>>>>>

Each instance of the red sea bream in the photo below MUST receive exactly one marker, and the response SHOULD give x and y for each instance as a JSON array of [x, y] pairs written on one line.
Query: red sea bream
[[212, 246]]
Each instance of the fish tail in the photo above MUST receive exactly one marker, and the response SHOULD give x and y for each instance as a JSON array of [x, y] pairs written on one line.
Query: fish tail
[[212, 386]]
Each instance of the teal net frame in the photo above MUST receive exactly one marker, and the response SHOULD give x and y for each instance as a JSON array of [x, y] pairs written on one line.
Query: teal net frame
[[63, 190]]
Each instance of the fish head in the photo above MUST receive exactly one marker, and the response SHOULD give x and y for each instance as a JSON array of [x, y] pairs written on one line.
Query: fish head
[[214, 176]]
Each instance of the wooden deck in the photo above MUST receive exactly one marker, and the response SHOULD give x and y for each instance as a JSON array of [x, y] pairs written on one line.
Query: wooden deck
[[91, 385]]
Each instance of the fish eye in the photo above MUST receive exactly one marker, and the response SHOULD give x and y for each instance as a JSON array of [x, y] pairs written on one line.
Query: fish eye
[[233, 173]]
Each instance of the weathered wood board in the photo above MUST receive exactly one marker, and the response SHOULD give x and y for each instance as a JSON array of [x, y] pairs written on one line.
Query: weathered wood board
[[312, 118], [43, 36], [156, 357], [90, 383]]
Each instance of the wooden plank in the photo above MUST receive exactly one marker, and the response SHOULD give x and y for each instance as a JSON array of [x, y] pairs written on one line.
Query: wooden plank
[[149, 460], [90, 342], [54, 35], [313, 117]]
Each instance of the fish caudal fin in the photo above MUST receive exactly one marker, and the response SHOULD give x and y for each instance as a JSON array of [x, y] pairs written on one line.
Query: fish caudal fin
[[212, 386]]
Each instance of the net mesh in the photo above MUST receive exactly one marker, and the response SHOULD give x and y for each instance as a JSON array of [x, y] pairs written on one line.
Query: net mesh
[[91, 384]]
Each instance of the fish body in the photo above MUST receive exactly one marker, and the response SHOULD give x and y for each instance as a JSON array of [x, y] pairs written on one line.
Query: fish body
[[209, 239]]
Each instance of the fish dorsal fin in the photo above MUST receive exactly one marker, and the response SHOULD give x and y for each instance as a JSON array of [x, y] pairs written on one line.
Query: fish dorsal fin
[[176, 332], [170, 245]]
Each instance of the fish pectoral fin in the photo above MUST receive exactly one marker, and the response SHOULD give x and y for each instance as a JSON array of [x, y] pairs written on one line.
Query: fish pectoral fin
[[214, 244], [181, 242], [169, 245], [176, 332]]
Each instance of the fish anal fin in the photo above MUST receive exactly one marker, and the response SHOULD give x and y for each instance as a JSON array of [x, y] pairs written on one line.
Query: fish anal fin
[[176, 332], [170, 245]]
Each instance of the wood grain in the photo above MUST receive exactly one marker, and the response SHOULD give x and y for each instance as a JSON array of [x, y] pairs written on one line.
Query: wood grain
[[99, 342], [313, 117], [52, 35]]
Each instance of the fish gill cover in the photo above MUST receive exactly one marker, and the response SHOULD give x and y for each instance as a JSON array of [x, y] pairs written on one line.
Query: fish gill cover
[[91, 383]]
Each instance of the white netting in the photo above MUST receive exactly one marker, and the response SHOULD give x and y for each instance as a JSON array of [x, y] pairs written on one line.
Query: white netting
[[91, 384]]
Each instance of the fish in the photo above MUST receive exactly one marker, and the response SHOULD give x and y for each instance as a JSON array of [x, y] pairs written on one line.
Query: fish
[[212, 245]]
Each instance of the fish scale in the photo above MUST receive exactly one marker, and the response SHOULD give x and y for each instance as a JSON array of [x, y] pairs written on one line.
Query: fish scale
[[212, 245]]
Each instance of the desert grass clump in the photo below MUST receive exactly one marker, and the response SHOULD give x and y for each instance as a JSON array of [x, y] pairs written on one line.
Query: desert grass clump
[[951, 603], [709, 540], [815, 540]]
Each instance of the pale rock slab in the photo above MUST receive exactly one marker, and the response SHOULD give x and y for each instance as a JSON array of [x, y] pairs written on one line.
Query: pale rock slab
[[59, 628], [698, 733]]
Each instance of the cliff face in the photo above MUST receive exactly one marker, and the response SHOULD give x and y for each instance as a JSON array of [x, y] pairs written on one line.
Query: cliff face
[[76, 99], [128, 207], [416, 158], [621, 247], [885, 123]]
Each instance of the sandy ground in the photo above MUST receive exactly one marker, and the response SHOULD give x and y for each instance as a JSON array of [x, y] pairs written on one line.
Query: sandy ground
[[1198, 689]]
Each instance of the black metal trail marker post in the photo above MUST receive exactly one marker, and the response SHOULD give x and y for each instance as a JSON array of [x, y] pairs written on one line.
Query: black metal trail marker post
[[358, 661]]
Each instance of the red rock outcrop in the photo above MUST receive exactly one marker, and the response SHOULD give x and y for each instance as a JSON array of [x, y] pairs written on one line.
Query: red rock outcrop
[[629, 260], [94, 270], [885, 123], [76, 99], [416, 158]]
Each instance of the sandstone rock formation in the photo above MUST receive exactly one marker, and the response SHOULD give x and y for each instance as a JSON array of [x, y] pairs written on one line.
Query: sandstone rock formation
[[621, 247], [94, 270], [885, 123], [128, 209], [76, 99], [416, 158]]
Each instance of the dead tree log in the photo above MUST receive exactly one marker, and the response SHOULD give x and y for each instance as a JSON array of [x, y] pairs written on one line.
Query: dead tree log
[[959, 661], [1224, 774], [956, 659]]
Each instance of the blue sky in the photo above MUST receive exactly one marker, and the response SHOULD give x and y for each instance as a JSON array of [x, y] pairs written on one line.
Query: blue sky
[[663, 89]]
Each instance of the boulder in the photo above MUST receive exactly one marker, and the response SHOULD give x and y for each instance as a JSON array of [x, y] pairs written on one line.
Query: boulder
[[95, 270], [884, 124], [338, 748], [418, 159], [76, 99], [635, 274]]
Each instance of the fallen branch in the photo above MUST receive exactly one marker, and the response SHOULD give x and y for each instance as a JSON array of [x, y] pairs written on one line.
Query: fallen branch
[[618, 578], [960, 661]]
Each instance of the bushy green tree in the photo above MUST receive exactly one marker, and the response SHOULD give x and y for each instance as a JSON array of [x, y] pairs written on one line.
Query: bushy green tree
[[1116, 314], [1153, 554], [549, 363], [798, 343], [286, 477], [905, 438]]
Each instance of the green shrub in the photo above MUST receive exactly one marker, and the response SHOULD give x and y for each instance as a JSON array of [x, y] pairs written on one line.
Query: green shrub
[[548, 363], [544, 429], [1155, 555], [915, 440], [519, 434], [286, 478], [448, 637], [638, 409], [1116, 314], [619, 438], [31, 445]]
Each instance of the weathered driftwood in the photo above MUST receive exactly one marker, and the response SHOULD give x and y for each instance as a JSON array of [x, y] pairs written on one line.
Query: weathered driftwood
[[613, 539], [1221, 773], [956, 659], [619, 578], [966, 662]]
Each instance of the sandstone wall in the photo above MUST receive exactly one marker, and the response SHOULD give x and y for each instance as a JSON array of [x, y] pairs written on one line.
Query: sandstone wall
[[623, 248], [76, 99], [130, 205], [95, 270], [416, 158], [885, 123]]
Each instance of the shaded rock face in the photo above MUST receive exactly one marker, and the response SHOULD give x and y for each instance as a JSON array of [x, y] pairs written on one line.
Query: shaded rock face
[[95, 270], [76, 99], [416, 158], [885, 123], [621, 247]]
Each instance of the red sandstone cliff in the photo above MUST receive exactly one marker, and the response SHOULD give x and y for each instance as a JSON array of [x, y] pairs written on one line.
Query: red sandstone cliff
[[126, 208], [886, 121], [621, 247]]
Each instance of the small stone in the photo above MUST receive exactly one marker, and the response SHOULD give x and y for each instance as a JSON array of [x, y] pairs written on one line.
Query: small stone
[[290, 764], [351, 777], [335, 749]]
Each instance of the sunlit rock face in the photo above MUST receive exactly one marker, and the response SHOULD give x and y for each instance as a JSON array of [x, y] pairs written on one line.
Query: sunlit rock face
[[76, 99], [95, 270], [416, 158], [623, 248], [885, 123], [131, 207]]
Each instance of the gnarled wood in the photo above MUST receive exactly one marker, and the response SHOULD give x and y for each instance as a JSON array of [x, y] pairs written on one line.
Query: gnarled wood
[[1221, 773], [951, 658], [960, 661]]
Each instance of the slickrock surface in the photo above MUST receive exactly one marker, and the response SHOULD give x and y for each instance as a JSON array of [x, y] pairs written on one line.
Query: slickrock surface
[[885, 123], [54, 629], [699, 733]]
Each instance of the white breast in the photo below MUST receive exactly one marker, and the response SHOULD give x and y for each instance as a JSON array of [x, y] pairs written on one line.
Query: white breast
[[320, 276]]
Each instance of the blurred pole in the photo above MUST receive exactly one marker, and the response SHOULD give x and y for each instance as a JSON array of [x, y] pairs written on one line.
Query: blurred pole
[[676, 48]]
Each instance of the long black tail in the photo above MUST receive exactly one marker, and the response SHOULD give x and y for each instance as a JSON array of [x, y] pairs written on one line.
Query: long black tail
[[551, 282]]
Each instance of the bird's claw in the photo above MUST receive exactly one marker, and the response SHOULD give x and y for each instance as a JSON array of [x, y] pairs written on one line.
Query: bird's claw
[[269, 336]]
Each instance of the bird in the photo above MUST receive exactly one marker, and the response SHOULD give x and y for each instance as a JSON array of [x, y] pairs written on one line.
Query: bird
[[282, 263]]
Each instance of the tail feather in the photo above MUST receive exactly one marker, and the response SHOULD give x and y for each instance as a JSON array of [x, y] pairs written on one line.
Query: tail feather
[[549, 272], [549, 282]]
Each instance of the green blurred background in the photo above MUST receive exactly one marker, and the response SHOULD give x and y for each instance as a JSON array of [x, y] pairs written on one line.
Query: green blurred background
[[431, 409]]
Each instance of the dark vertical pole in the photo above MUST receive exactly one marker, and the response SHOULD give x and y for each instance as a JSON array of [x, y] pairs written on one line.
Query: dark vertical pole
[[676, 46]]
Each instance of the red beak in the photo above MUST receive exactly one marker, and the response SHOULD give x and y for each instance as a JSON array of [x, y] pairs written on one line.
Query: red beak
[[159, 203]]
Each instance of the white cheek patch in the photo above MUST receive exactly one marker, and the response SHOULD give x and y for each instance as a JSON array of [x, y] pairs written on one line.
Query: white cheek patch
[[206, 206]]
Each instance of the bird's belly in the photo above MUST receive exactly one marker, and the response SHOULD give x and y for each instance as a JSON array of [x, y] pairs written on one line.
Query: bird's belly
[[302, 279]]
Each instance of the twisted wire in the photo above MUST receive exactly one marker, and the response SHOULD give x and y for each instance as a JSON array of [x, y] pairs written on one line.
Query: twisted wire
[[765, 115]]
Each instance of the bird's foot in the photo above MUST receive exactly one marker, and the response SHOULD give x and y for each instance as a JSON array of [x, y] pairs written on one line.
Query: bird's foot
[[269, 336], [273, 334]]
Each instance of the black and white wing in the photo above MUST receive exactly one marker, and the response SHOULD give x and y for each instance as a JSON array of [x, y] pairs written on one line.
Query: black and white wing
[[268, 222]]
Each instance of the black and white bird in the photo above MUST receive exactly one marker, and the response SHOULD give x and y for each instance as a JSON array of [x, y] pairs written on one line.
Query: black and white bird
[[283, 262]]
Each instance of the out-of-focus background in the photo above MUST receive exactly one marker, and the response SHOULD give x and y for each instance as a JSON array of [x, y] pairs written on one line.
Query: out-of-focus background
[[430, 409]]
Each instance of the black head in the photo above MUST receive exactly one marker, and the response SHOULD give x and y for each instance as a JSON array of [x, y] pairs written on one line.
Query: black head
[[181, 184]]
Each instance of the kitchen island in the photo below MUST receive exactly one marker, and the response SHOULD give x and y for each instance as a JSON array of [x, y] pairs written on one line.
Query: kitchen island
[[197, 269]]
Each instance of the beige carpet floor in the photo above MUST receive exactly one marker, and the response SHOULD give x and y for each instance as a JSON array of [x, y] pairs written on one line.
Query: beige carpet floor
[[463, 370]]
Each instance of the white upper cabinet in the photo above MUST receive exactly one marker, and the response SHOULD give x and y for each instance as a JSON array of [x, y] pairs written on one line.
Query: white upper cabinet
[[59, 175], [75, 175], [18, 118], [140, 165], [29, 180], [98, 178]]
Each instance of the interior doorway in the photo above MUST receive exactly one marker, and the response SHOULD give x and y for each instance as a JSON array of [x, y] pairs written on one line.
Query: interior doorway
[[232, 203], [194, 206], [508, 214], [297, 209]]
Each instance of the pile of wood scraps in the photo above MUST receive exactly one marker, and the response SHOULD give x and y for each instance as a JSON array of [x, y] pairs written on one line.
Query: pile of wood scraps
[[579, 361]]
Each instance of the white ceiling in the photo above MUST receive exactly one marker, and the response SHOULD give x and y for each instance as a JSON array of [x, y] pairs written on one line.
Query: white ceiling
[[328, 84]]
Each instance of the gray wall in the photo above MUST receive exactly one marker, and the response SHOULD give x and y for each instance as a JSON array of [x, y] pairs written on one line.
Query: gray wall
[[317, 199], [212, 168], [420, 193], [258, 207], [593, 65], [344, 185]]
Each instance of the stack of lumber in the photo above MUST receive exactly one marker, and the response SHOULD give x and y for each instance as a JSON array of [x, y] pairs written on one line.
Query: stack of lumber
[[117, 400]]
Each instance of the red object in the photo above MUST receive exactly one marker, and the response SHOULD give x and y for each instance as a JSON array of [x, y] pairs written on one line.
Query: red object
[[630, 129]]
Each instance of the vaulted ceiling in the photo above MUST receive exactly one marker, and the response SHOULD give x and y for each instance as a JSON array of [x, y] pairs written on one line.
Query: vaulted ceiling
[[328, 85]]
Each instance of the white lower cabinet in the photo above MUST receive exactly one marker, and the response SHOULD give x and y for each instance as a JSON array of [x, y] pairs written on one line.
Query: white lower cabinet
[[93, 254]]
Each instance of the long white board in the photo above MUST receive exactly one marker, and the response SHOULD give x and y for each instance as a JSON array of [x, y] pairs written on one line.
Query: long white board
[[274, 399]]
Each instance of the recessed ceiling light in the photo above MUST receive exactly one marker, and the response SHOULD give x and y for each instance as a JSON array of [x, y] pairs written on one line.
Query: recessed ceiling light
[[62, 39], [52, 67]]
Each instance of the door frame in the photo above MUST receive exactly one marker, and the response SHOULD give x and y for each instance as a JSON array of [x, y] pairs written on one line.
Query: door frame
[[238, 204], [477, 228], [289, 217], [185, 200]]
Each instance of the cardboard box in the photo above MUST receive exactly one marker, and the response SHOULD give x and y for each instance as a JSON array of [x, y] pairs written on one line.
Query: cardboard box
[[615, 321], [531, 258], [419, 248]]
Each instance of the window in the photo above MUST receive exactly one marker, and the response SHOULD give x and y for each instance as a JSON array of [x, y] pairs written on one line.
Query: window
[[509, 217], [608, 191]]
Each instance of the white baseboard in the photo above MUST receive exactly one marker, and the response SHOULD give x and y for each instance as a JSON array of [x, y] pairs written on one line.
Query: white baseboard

<<<<<

* WHAT TO WORK ON
Rewrite the lines between the one containing "Each instance of the black and white wing" and the one containing "[[283, 262]]", inclusive, with every "black and white" changed to "pied" and nothing else altered.

* RESPONSE TO THIS EXERCISE
Each instance of the pied wing in the photo above MUST receive exactly one marker, and the response SHOULD give x and y for each instance as a JSON array of [x, y] pairs written on one line.
Query: pied wing
[[268, 222]]
Each instance of the pied bird in the photo above MUST receive exactly one marker, and the response SHOULD give x and y for each instance as a JSON array of [x, y] pairs written on one line.
Query: pied bird
[[283, 262]]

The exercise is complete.